Qué se pide:
Cita entera la nota sobre Muhammad Alí, palabra por palabra y sin cambiar nada.

──────── Texto de origen

Jue 06.06.2002

ESPECTáCULOS • SUBNOTA

Muhammad Alí, el boxeador que marcó a fuego los 60 y los 70

› Por Horacio Bernades

Boxeador fuera de norma, showman inteligentísimo, militante por los derechos civiles (incluido el de negarse a combatir en una guerra injusta), icono de la raza negra, más que uno de los grandes mitos del siglo XX, Muhammad Alí –nacido Cassius Clay Jr. en Louisville, Kentucky– parecería representar varios mitos distintos y hasta contradictorios. De allí que el proyecto de filmar su vida anduviera dando vueltas por Hollywood desde hace rato. De allí también que Spike Lee se haya anotado tempranamente en él, debiendo renunciar cuando la Sony le bajó el pulgar y eligió en su lugar al cineasta blanco Michael Mann –creador de las series “División Miami” e “Historias del crimen”–, quien desde Fuego contra fuego y El informante es un peso pesado de Hollywood. Aquí está, entonces, la versión cinematográfica de la vida del heavyweight más liviano –ese que “flotaba como una mariposa y picaba como una abeja”–, el hombre que le dijo “no” al ejército de los Estados Unidos en plena guerra de Vietnam.

────────────────
──────── Datos proporcionados

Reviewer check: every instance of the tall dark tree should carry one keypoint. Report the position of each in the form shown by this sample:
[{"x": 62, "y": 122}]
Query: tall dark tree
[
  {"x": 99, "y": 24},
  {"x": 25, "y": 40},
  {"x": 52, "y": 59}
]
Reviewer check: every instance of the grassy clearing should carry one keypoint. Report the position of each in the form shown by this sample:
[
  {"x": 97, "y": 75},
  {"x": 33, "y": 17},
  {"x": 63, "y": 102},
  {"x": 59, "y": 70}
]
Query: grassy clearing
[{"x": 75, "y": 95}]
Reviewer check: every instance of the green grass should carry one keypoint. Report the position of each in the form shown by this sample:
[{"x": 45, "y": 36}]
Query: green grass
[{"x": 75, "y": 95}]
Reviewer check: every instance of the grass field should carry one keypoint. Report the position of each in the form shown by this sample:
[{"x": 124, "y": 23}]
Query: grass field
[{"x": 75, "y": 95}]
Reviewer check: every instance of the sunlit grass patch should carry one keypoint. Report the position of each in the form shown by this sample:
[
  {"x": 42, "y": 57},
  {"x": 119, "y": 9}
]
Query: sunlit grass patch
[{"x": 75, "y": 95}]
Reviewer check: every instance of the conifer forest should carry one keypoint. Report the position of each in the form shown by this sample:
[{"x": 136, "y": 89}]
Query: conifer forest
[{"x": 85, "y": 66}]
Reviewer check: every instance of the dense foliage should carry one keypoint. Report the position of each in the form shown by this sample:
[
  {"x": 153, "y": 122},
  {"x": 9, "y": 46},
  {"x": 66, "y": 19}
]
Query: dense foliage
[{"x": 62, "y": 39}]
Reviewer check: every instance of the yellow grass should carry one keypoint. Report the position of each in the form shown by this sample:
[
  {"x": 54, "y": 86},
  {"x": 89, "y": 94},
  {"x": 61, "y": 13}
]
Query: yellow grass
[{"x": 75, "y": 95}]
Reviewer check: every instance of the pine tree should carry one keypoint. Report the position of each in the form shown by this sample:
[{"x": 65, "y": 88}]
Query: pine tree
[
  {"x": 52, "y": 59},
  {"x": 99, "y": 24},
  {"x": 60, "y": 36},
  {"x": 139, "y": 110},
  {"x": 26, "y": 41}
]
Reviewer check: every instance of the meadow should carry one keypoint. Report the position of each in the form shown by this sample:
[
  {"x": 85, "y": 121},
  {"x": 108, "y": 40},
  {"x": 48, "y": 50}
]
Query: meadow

────────────────

Solución del ejercicio:
Jue 06.06.2002

ESPECTáCULOS • SUBNOTA

Muhammad Alí, el boxeador que marcó a fuego los 60 y los 70

› Por Horacio Bernades

Boxeador fuera de norma, showman inteligentísimo, militante por los derechos civiles (incluido el de negarse a combatir en una guerra injusta), icono de la raza negra, más que uno de los grandes mitos del siglo XX, Muhammad Alí –nacido Cassius Clay Jr. en Louisville, Kentucky– parecería representar varios mitos distintos y hasta contradictorios. De allí que el proyecto de filmar su vida anduviera dando vueltas por Hollywood desde hace rato. De allí también que Spike Lee se haya anotado tempranamente en él, debiendo renunciar cuando la Sony le bajó el pulgar y eligió en su lugar al cineasta blanco Michael Mann –creador de las series “División Miami” e “Historias del crimen”–, quien desde Fuego contra fuego y El informante es un peso pesado de Hollywood. Aquí está, entonces, la versión cinematográfica de la vida del heavyweight más liviano –ese que “flotaba como una mariposa y picaba como una abeja”–, el hombre que le dijo “no” al ejército de los Estados Unidos en plena guerra de Vietnam.